══ Records for processing ══

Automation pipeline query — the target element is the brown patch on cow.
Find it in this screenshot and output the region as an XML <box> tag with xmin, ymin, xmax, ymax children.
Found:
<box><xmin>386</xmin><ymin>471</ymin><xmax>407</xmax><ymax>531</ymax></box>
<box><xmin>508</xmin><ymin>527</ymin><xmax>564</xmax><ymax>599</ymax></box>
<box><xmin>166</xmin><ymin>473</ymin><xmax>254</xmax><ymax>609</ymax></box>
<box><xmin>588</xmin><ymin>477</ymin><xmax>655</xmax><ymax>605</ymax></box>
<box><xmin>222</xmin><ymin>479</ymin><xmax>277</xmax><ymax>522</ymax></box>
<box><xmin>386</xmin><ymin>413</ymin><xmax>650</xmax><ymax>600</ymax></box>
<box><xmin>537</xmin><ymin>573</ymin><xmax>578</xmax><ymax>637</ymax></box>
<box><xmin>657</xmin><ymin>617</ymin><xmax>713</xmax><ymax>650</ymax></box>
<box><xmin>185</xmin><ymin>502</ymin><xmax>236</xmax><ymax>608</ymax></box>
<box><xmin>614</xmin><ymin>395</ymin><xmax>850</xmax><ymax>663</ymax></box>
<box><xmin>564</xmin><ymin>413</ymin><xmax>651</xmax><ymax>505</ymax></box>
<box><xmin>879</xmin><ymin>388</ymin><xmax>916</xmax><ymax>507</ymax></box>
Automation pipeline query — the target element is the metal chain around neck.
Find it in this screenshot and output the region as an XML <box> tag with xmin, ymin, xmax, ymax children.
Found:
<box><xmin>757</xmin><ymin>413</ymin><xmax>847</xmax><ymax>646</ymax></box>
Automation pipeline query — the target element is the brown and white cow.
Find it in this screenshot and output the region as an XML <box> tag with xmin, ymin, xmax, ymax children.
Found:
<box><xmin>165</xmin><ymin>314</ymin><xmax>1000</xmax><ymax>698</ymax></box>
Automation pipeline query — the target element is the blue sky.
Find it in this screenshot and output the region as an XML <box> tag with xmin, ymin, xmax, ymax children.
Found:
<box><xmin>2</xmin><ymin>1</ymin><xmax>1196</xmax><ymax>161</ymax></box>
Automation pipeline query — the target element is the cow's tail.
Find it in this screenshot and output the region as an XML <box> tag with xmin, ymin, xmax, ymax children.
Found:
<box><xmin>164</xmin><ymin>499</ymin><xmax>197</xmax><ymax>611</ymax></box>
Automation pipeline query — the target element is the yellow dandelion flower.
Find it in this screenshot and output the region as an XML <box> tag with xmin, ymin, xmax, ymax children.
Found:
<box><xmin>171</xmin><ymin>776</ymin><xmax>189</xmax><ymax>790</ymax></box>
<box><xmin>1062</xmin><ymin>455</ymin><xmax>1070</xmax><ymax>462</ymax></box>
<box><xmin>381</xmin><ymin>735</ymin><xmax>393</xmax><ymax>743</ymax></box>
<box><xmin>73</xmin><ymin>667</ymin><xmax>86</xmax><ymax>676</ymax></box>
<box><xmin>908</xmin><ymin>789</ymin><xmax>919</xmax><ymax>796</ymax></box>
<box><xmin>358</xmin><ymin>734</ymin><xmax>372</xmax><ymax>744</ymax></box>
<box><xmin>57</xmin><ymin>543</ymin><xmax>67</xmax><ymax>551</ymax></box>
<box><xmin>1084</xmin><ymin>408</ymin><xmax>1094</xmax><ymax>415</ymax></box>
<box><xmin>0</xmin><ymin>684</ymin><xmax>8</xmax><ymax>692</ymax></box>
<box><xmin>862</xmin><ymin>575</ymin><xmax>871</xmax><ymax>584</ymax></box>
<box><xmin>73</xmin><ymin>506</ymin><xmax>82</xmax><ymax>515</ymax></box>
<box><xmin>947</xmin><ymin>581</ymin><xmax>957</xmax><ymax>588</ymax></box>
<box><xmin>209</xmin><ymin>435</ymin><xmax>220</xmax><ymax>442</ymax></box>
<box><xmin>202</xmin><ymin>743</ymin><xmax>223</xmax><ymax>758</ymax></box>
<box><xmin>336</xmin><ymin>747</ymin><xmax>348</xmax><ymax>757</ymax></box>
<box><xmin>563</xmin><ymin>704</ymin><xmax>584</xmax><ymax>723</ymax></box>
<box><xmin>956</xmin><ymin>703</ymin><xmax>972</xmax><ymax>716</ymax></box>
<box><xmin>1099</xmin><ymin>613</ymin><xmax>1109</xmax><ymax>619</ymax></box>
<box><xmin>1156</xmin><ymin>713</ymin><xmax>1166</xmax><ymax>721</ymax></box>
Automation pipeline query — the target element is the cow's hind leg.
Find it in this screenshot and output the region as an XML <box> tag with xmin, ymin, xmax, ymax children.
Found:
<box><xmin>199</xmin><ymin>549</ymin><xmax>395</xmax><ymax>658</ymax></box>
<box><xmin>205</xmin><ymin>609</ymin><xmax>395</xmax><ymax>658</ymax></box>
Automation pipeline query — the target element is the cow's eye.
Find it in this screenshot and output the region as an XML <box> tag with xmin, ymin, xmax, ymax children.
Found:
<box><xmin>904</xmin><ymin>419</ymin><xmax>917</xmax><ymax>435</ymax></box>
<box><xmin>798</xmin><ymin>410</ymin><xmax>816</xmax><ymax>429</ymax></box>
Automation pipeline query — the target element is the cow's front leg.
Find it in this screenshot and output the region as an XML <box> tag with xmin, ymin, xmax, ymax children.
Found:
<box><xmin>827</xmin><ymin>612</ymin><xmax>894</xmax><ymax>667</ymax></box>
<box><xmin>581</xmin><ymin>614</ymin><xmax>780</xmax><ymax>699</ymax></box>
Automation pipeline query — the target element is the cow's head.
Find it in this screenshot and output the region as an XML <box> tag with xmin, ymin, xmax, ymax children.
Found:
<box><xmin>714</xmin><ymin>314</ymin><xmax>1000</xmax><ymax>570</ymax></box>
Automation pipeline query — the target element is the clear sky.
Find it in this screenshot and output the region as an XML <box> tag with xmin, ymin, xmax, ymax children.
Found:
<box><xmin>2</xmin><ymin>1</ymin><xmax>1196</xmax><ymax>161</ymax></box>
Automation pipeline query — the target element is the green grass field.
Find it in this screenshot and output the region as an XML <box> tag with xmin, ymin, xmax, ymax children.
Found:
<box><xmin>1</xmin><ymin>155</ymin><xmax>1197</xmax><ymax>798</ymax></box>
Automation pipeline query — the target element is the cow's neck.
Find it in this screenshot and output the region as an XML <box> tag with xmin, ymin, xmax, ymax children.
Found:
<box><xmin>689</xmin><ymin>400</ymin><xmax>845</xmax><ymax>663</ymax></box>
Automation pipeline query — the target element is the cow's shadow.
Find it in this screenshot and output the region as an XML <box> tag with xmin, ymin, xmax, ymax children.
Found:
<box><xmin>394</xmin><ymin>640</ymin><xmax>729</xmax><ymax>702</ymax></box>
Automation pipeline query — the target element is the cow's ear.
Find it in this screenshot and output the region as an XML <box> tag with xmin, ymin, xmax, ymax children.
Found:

═══

What you need to do: Check every line of the entries above for the word "neck" and report how many lines contain it, giving the number only.

Task solution: 2